## START Data lines
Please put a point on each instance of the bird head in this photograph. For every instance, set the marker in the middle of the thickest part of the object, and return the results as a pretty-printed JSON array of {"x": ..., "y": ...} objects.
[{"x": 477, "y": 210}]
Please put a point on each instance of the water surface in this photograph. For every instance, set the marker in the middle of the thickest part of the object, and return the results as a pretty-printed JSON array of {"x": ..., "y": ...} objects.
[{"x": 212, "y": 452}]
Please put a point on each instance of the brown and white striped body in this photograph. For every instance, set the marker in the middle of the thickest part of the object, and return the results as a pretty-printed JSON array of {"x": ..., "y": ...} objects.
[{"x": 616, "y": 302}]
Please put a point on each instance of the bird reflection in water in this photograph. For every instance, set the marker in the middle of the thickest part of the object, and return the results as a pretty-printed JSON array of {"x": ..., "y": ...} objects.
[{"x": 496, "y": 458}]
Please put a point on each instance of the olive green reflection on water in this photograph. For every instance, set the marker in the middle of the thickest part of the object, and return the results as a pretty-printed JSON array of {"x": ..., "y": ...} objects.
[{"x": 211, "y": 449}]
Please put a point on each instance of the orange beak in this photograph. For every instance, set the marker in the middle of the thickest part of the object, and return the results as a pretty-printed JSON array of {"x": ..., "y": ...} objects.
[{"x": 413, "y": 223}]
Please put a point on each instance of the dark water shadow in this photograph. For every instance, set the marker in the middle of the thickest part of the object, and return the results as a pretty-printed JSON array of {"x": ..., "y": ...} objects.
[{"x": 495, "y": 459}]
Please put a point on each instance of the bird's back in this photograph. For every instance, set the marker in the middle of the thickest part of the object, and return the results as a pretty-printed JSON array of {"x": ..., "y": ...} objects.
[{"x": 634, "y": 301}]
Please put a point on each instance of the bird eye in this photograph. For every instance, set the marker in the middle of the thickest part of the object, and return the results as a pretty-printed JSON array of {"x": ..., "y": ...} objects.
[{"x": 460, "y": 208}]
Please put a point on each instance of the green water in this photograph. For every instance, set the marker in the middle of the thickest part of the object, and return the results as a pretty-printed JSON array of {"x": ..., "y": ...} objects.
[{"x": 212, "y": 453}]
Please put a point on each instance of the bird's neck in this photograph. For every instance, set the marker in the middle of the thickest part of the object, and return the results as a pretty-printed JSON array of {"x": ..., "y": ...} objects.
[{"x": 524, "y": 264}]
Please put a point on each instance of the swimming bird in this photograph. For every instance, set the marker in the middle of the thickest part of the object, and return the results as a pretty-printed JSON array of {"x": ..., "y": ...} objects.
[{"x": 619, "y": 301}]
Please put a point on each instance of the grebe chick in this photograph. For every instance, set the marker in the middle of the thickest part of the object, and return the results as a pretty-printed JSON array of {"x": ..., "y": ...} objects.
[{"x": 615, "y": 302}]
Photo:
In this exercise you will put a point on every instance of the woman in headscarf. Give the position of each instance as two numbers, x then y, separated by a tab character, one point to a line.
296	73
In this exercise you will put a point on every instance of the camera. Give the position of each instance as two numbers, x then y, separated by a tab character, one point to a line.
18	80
## END Data lines
▸ Your goal
Reproduce word for word the stretch of the listing from the line that contains "Please put a point on each instance of the green" through the end of the listing, including both ends.

▸ Expected answer
Please put a point on each instance of the green water in this photograph. For every instance, set the marker in the middle of the thickest part of the object, and return the results as a pretty-printed JSON array of {"x": ..., "y": ...} objects.
[{"x": 212, "y": 453}]
Please put a point on each instance of the bird's neck in this photograph. For every instance, set the marker in the middle of the thickest part of the object, and return the results as a pretty-printed JSON array of {"x": ..., "y": ...} objects.
[{"x": 524, "y": 264}]
Please put a point on each instance of the swimming bird in this photograph. For every instance, set the marker in the middle of the thickest part of the object, and return the results as a pretty-printed JSON array of {"x": ..., "y": ...} objects.
[{"x": 619, "y": 301}]
Please put a point on each instance of the grebe chick in this photograph. For every instance, set the marker in the middle of the thickest part of the object, and return the results as a pretty-printed JSON array of {"x": ..., "y": ...} objects.
[{"x": 615, "y": 302}]
Photo:
In this exercise you will put a point on every instance of the woman in headscarf. Give the position of each instance as two numbers, x then y, separated by a tab character, one point to a line.
296	73
In this exercise you will put a point on every instance of the camera. Give the position of each instance as two numbers, x then y, separated by a tab character, one point to a line.
18	80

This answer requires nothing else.